_EXERCISE_
Switch every "Python list" in the lines below to "JSON array", and write the lines out again with nothing else altered.

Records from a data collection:
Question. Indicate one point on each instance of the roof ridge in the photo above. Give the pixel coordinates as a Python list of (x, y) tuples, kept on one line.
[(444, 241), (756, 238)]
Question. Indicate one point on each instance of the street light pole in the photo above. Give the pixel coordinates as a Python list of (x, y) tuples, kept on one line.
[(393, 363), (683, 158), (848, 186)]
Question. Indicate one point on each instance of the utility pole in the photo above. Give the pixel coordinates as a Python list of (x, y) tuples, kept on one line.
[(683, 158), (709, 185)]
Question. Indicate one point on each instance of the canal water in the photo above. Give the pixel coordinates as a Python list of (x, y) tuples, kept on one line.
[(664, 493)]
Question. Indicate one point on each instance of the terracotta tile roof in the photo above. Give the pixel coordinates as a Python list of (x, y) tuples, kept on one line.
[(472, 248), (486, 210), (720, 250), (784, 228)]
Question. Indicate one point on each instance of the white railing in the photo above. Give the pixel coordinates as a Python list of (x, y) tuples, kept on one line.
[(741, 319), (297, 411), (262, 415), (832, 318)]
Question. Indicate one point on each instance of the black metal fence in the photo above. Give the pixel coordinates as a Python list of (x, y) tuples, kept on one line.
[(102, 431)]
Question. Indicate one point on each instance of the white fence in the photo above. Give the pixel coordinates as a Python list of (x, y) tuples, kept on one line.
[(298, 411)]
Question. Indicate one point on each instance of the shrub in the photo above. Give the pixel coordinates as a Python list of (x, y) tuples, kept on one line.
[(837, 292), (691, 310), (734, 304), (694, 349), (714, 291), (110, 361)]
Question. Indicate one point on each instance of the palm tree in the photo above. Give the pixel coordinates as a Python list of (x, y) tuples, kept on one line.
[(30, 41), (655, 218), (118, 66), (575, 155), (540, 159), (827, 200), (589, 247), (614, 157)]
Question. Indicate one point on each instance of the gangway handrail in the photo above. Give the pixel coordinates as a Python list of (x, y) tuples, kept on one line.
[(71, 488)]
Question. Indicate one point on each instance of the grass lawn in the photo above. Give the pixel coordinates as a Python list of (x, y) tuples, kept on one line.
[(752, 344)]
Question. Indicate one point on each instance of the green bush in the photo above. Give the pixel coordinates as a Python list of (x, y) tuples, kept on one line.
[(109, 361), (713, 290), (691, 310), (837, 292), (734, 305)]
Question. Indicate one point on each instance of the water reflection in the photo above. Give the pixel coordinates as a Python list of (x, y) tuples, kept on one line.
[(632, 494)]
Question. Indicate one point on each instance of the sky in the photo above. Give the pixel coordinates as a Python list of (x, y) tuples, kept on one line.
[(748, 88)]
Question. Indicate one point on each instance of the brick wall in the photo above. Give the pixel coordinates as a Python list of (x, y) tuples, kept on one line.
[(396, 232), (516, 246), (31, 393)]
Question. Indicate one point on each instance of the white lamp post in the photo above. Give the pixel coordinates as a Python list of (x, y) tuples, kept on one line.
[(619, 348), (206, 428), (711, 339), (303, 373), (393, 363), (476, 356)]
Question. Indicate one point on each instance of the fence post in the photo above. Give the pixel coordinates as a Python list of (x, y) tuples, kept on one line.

_RESPONSE TO THIS TASK_
Question. Indicate one point on each instance of the roof ridge in the photo above. Give the pixel coordinates as a JSON array of (x, y) tuples, kept on one line.
[(444, 241), (756, 238)]
Question. Indicate one point on each instance of the street light pole in the photo above. Give the pixel coordinates as a JSON array of (x, y) tuples, kept on one line.
[(393, 363), (683, 158), (848, 186)]
Question. Indicate one point on each instance of the utility pole in the photo above. Give the pixel coordinates as a JSON array of (x, y) tuples, kept on one line.
[(683, 158), (709, 185)]
Question. Indicate one point on each instance of the canal water in the photo above. Give the pixel coordinates as a JSON array of (x, y) tuples, kept on one line.
[(664, 493)]
Question. Indicate one point on each instance of the terracotta tile roof in the photo above. Give the pixel coordinates as a JSON array of (x, y) tuples, kept on one line.
[(472, 248), (486, 210), (720, 250), (784, 228)]
Question. Indicate one point on each instance of the white railing in the photo above. Give the pixel coordinates as a JSON array of (x, y) tuples, kept on one line.
[(741, 319), (297, 411), (262, 415), (832, 318)]
Question. Indicate one point on each instance of the black metal fence in the photo above. Give the pixel coordinates as a JSON array of (x, y) tuples, kept on one line.
[(102, 431)]
Question. Indicate one point on each instance of the white fence in the photo above. Give the pixel coordinates as a JSON array of (x, y) tuples, kept on one line.
[(298, 411)]
Question. Indicate one point on each instance of the shrub in the photo above. Give the pixel coordinates as a JSON array of (x, y) tuples, kept on one line.
[(837, 292), (691, 310), (734, 304), (694, 349), (714, 291), (110, 361)]
Question. Indicate one point on each instance of the palm tree in the photo above. Give the pixel coordinates as a JSON array of (x, y) tuples, kept on one line.
[(30, 41), (655, 218), (118, 66), (575, 155), (540, 159), (827, 200), (589, 247), (614, 157)]
Question. Indicate one point on each instance of the gangway handrail in the photo above. Give the pixel coordinates as a JSON array of (x, y) tuples, kept on one line.
[(71, 488)]
Question. Indicate one point on each instance of the grass lawn in the photo above. Give the pixel coordinates as a JSON array of (x, y) tuples, kept on one line.
[(752, 344)]
Question. Indicate one point on each instance of the green bush in the photo above. Give the pixel coordinates as a JSON array of (x, y) tuples, kept on one line.
[(109, 361), (713, 290), (691, 310), (837, 292), (734, 305)]
Question. Indicate one point on each instance of the water reflection in the photo above. Give the pixel coordinates as a JSON array of (x, y) tuples, kept on one line.
[(632, 494)]
Question. Indicate one point on each instance of the sky in the photo above. Give the pixel coordinates as a JSON array of (x, y) tuples, kept on one line.
[(748, 88)]
Question. Indicate one point on each instance of the brick wall in the photo above. Give the pixel coordinates as a JSON array of (x, y) tuples, kept on one line.
[(396, 232), (516, 246), (31, 393)]
Question. Indicate one point on each instance of the white lamp post in the photo above. Give the pixel coordinates as a JSON array of (x, y) tuples, kept on one line.
[(619, 348), (206, 428), (711, 339), (303, 373), (393, 363), (476, 356)]
Question. Indicate one point on each instance of the fence post in the photo above. Give the pixel coordinates as a JSON array of (x, y) tuples, kept on one line.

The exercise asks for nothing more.